▶ **Entries taken from a collection**
>>>>

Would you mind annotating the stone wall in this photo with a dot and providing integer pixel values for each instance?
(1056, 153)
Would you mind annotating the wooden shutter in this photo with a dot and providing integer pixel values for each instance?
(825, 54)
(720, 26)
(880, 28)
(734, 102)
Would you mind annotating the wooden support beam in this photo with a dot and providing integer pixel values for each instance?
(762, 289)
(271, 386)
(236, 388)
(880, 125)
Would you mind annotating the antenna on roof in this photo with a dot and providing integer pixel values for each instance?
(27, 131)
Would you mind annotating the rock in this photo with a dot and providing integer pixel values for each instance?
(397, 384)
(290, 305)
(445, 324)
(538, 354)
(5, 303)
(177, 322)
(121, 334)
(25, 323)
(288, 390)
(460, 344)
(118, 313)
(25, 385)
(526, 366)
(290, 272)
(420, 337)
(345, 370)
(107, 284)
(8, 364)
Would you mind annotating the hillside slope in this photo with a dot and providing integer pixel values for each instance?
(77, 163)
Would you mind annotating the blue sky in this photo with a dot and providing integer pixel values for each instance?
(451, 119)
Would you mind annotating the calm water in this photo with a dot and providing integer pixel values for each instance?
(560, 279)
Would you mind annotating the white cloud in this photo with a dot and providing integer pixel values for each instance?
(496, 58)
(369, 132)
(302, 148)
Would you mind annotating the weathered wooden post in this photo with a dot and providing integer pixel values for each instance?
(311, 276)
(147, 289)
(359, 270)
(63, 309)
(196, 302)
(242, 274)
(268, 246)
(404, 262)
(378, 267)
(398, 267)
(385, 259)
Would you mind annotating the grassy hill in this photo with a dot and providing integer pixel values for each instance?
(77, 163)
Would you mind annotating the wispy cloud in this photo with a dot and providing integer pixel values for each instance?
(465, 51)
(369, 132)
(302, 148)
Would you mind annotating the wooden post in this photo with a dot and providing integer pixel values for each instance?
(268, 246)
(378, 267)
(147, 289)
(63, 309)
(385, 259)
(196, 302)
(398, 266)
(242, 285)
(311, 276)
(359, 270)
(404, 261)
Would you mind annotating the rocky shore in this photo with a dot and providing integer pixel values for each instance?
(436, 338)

<<<<

Return all of the data word for word.

Would you mind annotating the stone wall in this photo with a dot and providing integer pixel values for each instance?
(1056, 153)
Would you mind annotating the wooden shutter in this photo with a dot and providing integer pixel values for each instance?
(825, 54)
(720, 26)
(880, 28)
(734, 102)
Would you mind annotating the wooden support beam in this photo with a dot and providing integer pixel values for each instance?
(762, 289)
(271, 386)
(236, 388)
(880, 125)
Would you mind annotating the antenna on roof in this photo with a dot and providing integer pixel values for each instance?
(27, 131)
Would you mind annotating the rock in this photo with a dot and providing integer pixel values for each instance?
(397, 384)
(290, 305)
(445, 324)
(538, 354)
(5, 303)
(177, 322)
(121, 334)
(25, 323)
(288, 390)
(460, 344)
(118, 313)
(25, 385)
(526, 366)
(290, 272)
(420, 337)
(345, 370)
(107, 284)
(8, 364)
Would you mind annotating the hillside slope in this photo with a dot and providing integer pixel values for each instance?
(77, 163)
Would you mind annotating the blue sky in this photo with a dot and providing integer pixel values for each instance?
(451, 119)
Would you mind annotating the calm water in this photo with a dot and providing integer pixel values for each instance?
(560, 279)
Would you mind annotating the white cloud in this photo with a dot and providing integer pixel values for each instance?
(496, 58)
(369, 132)
(302, 148)
Would you mind annotating the weathered wooden post in this photo with a dot and providing integer pixel values for each instance?
(311, 276)
(147, 289)
(359, 270)
(63, 309)
(196, 302)
(242, 274)
(268, 246)
(404, 262)
(378, 267)
(398, 267)
(385, 259)
Would you mind annotating the grassy hill in this photo with a dot and providing integer pixel values for each instance?
(77, 163)
Would you mind annotating the wispy cloud in this photo with a dot and providing integer pixel values for each instance?
(465, 51)
(369, 132)
(302, 148)
Would you mind annotating the wooden post in this photo with a dot and providing integer pixel values for each instance?
(268, 246)
(378, 267)
(147, 289)
(63, 309)
(385, 259)
(196, 302)
(398, 266)
(242, 285)
(311, 276)
(359, 270)
(404, 261)
Would you mind annotating the rocky shore in this photo with a dot and providing integer pixel values for each instance?
(436, 338)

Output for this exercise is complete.